Start of Page extract

The Mini Site Searcher is a simple site indexer and search engine, which will automatically crawl and cache the content of your website and provide a search functionality via a REST API.
It can be use to provide the search functionality for static site blogs, or to build a searchable personal knowledge base,...
First, you need to create a .env
file, to describe how you want to setup the crawler.
For example, the with the following config, we want to setup an indexer for a website at https://my.blog
, the crawler will start looking at https://my.blog/index.html
page, and find all the link that has /posts
in its URL, hence, the CSS selector for it should be a[href*=/posts]
. And when following each of the link, the crawler will get the text content of any <article class="main-content">
tags.
BASE_URL="https://my.blog"
ENTRY_POINT="https://my.blog/index.html"
LINK_SEARCH_PATTERN="a[href*='/posts']"
MAIN_CONTENT_PATTERN="article.main-content"
Then, run the server:
cargo run
After start, the crawler will kick in and it might take a while to finish indexing, a REST API will also be served at the default port 3366
, or whatever in your PORT
environment variable. To search, make a GET
request like this:
GET /?keyword=<something>
The program has two components:
- The index worker: a worker thread that run every 1 hour (should be configurable) to scan the target site, follow all the matched link and extract their content, store them as a table in server's memory.

End of Page extract
Start of Records supplied

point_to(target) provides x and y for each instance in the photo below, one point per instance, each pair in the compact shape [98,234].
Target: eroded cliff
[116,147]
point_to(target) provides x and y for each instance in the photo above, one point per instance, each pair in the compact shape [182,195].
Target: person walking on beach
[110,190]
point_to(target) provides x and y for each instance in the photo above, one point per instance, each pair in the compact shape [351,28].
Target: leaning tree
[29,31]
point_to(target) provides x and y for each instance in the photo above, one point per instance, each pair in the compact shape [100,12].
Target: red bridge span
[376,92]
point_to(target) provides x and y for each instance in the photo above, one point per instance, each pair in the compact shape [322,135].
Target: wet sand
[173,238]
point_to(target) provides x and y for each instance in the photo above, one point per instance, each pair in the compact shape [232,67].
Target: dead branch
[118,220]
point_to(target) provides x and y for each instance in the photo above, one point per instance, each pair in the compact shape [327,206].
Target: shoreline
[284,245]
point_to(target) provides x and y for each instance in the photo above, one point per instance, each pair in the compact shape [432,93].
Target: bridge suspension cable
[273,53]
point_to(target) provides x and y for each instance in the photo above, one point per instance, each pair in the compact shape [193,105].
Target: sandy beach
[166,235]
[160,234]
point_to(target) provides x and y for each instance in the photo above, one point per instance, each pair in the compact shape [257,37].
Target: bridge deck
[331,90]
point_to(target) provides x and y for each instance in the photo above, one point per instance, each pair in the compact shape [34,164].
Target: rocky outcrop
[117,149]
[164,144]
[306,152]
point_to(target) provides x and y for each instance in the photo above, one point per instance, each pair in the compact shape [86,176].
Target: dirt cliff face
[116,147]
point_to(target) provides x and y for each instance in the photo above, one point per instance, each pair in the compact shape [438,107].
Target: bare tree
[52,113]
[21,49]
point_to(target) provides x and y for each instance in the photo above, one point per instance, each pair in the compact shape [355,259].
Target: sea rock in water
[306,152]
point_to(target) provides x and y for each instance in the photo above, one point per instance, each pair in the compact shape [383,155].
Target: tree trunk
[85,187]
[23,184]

End of Records supplied

## [What is asked]
Please print the part of the Mini Site Searcher page starting with "Then, run the" and going on through "in server's memory.", word for word.

## [Expected output]
Then, run the server:
cargo run
After start, the crawler will kick in and it might take a while to finish indexing, a REST API will also be served at the default port 3366
, or whatever in your PORT
environment variable. To search, make a GET
request like this:
GET /?keyword=<something>
The program has two components:
- The index worker: a worker thread that run every 1 hour (should be configurable) to scan the target site, follow all the matched link and extract their content, store them as a table in server's memory.